● WHAT YOU ARE ASKED TO DO
Keep the lines exact and the pictures out as you repeat the following listing.

::::::::::

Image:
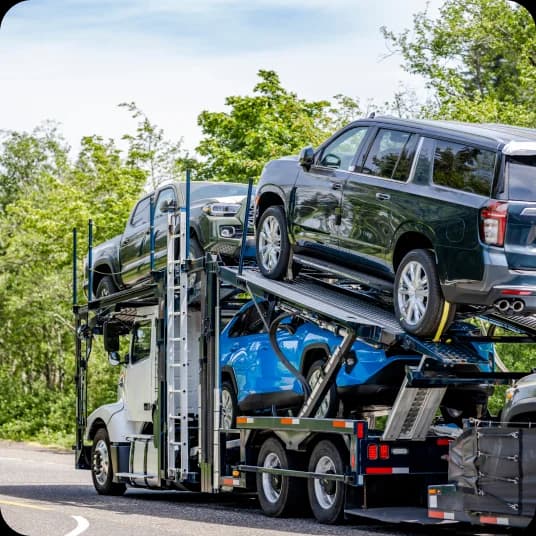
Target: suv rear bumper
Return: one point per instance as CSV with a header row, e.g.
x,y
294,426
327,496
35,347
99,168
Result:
x,y
497,279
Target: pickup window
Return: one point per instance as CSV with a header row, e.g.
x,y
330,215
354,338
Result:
x,y
164,197
140,216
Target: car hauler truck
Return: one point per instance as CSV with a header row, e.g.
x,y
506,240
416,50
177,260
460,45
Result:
x,y
164,431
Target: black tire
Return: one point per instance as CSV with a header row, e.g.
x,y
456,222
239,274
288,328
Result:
x,y
101,466
272,243
330,404
229,406
279,495
106,287
431,299
326,497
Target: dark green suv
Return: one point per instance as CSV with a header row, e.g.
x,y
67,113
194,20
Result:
x,y
442,214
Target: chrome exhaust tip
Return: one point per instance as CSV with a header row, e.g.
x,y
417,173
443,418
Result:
x,y
502,305
518,306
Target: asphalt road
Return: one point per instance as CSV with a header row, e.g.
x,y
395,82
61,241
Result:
x,y
42,494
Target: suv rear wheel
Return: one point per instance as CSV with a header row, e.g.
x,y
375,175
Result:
x,y
417,296
273,247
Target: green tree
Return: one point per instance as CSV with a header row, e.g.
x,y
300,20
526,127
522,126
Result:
x,y
150,151
478,57
268,124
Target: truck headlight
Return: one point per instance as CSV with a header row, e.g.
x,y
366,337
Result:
x,y
221,209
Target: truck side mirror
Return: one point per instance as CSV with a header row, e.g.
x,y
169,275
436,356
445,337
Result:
x,y
110,337
307,156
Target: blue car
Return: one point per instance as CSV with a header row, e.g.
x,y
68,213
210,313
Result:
x,y
255,381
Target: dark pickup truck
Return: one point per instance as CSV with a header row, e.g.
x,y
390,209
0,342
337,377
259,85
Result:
x,y
217,211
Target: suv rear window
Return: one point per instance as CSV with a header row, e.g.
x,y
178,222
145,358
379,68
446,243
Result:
x,y
391,155
463,167
521,172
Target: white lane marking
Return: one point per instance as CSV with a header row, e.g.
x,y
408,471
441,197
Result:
x,y
82,526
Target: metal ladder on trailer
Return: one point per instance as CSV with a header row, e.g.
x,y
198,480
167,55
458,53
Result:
x,y
177,347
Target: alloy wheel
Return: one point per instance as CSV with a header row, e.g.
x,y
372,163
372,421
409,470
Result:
x,y
413,292
270,242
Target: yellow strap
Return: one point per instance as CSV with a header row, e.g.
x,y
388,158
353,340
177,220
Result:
x,y
443,321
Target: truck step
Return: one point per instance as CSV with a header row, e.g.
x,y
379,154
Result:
x,y
413,412
134,475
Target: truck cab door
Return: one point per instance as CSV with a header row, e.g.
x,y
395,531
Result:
x,y
139,377
134,260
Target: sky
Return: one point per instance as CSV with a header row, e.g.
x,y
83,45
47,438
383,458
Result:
x,y
74,61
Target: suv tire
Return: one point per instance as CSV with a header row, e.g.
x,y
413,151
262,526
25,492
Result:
x,y
273,247
417,295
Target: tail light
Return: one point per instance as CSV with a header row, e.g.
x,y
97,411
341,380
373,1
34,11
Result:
x,y
372,451
493,223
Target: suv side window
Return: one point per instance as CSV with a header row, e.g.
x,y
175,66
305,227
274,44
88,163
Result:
x,y
463,167
141,342
164,196
141,213
340,153
391,155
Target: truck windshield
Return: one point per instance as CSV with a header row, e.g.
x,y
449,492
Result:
x,y
224,189
521,173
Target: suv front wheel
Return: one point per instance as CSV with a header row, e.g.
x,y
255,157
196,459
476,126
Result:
x,y
418,299
273,247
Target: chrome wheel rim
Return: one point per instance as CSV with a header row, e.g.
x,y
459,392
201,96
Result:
x,y
270,242
325,490
226,409
101,462
322,410
271,484
413,293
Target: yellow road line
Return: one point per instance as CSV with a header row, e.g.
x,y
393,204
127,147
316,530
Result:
x,y
24,505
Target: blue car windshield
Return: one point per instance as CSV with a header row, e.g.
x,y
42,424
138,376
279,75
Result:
x,y
521,173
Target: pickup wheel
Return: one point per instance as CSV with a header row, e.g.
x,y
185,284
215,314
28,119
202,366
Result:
x,y
326,497
106,287
417,296
278,495
273,246
102,471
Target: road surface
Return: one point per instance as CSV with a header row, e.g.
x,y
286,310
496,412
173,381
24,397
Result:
x,y
42,494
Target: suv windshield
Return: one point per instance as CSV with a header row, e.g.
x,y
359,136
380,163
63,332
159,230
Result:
x,y
521,172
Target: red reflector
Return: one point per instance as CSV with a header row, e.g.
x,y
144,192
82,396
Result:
x,y
372,452
360,430
436,514
384,452
513,292
379,470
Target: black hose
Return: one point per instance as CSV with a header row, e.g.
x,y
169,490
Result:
x,y
293,370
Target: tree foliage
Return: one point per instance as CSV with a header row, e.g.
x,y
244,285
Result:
x,y
478,57
272,122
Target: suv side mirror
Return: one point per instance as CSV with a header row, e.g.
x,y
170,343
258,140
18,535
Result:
x,y
307,156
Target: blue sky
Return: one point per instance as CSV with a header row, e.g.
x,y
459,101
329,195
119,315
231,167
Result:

::::::::::

● ANSWER BELOW
Image:
Target: suv rear bumper
Return: one point per instance as CSV with a header row, e.g.
x,y
294,426
327,496
35,347
99,168
Result:
x,y
497,279
Target: pickup window
Return: one point per instance as CSV with a header row, e.g.
x,y
330,215
354,338
Result:
x,y
164,197
140,216
Target: car hauler truck
Return: one point per instance as CSV with a header row, e.g.
x,y
506,240
416,50
177,260
460,45
Result:
x,y
164,431
Target: black tire
Return: one point per instance as CSV with a header row, e.g.
x,y
456,222
239,274
288,328
Result:
x,y
101,466
272,243
330,404
229,406
279,495
106,287
431,299
326,497
Target: dark green suv
Return: one point per instance as CSV with a header row, e.g.
x,y
67,113
194,20
Result:
x,y
442,214
Target: chrome exhaust tip
Return: one point per instance as CSV with a header row, e.g.
x,y
417,173
443,418
Result:
x,y
502,305
518,306
Target: asphalt road
Return: one point per instance as CSV with a header row, e.g.
x,y
395,82
61,241
Result:
x,y
42,494
Target: suv rear wheel
Return: one point per instance as CSV with a header row, e.g.
x,y
375,175
Result:
x,y
417,296
273,247
Target: green tree
Return: one point per instance as CSV with a header row, e.g.
x,y
300,20
526,127
522,126
Result:
x,y
150,151
478,57
268,124
Target: truck headlight
Return: one point per instance as CSV with a header row, e.g.
x,y
366,337
Result:
x,y
221,209
Target: truck side mirror
Return: one point per instance as CSV with a header row, e.g.
x,y
169,275
436,356
445,337
Result:
x,y
110,337
307,156
Target: blue car
Return: one point per instance as CSV with a header row, e.g.
x,y
68,213
210,313
Result:
x,y
255,381
Target: dark pickup truck
Return: one point per instance as CSV with a header row, e.g.
x,y
390,209
0,342
337,377
259,85
Result:
x,y
217,211
Target: suv rear window
Return: one point per instance as CSV with a header row, e.g.
x,y
178,222
145,358
379,68
446,243
Result:
x,y
391,155
463,167
521,172
Target: white lane marking
Return: one point per instance as CSV with a header row, e.g.
x,y
408,471
441,197
Result:
x,y
82,526
Target: metal ladder on trailer
Return: one point per instance as CSV with a header row, e.g.
x,y
198,480
167,55
458,53
Result:
x,y
177,347
Target: alloy wheel
Return: one point per instance as CSV with a header row, e.g.
x,y
372,163
372,421
409,470
Result:
x,y
413,292
270,242
Target: yellow strap
Return: one point per instance as CSV with a header row, e.g.
x,y
388,158
353,340
177,220
Result:
x,y
443,321
Target: truck step
Return: one point per instance as CSV with a header row, e.g.
x,y
379,154
Result:
x,y
413,412
134,475
Target: truck cab door
Return: one point per instance as CSV with a header row, e.g.
x,y
395,531
Result:
x,y
139,377
134,260
Target: sky
Return: one point per instance as CSV with a header row, e.g.
x,y
83,45
47,438
383,458
Result:
x,y
74,61
Target: suv tire
Return: one point per instance as CSV with a header row, e.g.
x,y
413,151
262,526
25,492
Result:
x,y
273,247
417,295
Target: tail light
Return: one point per instance as CSV with a header row, e.g.
x,y
97,411
341,380
373,1
34,11
Result:
x,y
372,451
493,223
Target: suv side window
Return: one point per instance as CSV with a header row, e.g.
x,y
175,66
305,227
274,44
88,163
Result:
x,y
463,167
141,342
164,196
141,213
340,153
391,155
Target: truck windshield
Return: one point per instance as CSV with a header row, e.g.
x,y
449,492
Result:
x,y
224,189
521,173
Target: suv front wheel
Return: one point per instance as CSV with a header row, e.g.
x,y
255,157
196,459
476,126
Result:
x,y
418,299
273,247
Target: chrome wheel rim
Return: one point per instance as CSV with a header row, e.g.
x,y
459,392
201,96
Result:
x,y
270,242
325,490
226,409
101,462
322,410
271,484
413,293
Target: yellow road line
Return: one point per instance as CSV with a header row, e.g.
x,y
393,204
127,147
316,530
Result:
x,y
24,505
Target: blue car windshield
Return: one point per instance as CSV with a header row, e.g.
x,y
42,424
138,376
279,75
Result:
x,y
521,173
Target: pickup wheel
Return: one point per instance as CSV with a header row, e.g.
x,y
185,284
215,314
28,119
202,366
Result:
x,y
326,497
106,287
417,296
278,495
273,246
102,471
Target: road surface
Return: one point per instance as CSV with a header row, e.g.
x,y
286,310
496,412
173,381
24,397
Result:
x,y
42,494
Target: suv windshield
Return: one point per instance as CSV with a header row, e.g.
x,y
359,136
380,163
63,332
159,230
Result:
x,y
521,172
Target: red reflector
Return: one point per instance as CSV with a header row, e.g.
x,y
144,192
82,396
Result:
x,y
372,452
360,430
436,514
384,452
513,292
379,470
Target: black hose
Return: one point per instance as CSV with a header row, e.g.
x,y
169,490
Result:
x,y
293,370
Target: tree foliage
Return: one point per instance as CSV with a header row, e.g.
x,y
244,285
Result:
x,y
478,57
272,122
Target: suv side mirror
Return: one point per instance as CSV with a header row, e.g.
x,y
170,343
258,140
18,535
Result:
x,y
307,156
Target: blue sky
Return: one point per instance as CSV with a header row, e.g.
x,y
459,101
329,195
119,315
231,167
Result:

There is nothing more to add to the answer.